--- Work to complete ---
Rewrite each of the items below, replacing "Annotation audit" with "Label review" wherever it occurs and leaving everything else unchanged.

BEGIN Information provided

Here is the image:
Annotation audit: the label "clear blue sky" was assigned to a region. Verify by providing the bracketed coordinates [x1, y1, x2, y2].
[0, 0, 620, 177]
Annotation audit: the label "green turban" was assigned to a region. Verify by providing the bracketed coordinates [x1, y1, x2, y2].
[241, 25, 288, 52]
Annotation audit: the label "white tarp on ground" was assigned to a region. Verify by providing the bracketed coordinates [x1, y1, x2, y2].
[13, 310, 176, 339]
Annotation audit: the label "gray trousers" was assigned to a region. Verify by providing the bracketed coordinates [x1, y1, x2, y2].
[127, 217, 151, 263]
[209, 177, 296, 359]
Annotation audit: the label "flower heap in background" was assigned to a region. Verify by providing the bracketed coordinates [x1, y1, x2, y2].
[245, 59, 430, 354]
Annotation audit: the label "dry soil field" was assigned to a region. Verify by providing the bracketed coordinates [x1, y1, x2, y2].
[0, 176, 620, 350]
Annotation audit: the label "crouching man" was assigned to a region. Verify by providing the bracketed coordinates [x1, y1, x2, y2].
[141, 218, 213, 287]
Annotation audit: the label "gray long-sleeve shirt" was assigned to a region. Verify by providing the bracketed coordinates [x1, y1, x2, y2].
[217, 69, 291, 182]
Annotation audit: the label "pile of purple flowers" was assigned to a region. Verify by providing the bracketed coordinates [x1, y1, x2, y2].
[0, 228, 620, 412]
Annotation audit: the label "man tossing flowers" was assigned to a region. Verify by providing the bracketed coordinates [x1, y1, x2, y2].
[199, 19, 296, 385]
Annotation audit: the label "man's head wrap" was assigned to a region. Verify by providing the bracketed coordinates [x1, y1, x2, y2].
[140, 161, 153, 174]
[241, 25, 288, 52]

END Information provided

--- Solution for this task ---
Here is the image:
Label review: the label "clear blue sky" was assigned to a region. Verify by providing the bracketed coordinates [x1, y1, x2, y2].
[0, 0, 620, 177]
Label review: the label "green turban" was assigned to a region. Verify by providing the bracketed coordinates [x1, y1, x2, y2].
[241, 25, 288, 52]
Label review: the label "white tarp on ground" was assigned to a region. Verify by providing the bracketed coordinates [x1, y1, x2, y2].
[13, 310, 176, 339]
Label review: the label "gray trousers" was assigned to a region. Verify by providing the bracketed coordinates [x1, y1, x2, y2].
[127, 217, 151, 263]
[209, 177, 296, 359]
Label review: the label "flower heap in background" was assigned to a region. Verify by providing the bracketed coordinates [x1, y1, x2, y2].
[245, 59, 430, 354]
Label review: the label "dry soil field" was assigned to a region. Verify by providing the bracketed coordinates [x1, y1, x2, y2].
[0, 176, 620, 350]
Label review: the label "crouching man" was assigned to a region. Verify by providing the bracketed coordinates [x1, y1, x2, y2].
[141, 218, 213, 287]
Label review: the label "gray long-sleeve shirt" was assigned to a region. Verify by providing the bracketed coordinates [x1, y1, x2, y2].
[217, 69, 291, 182]
Label review: the label "pile of purple flowers" was assigned to a region. Verify by providing the bracketed coordinates [x1, y1, x2, y2].
[0, 228, 620, 412]
Label review: the label "man tossing flowers" was assigned to a region. Verify by providing the bracketed coordinates [x1, y1, x2, y2].
[199, 19, 296, 385]
Label review: the label "man's head wrap" was assigned to a region. Verify by providing the bracketed coordinates [x1, y1, x2, y2].
[140, 161, 153, 174]
[241, 25, 288, 52]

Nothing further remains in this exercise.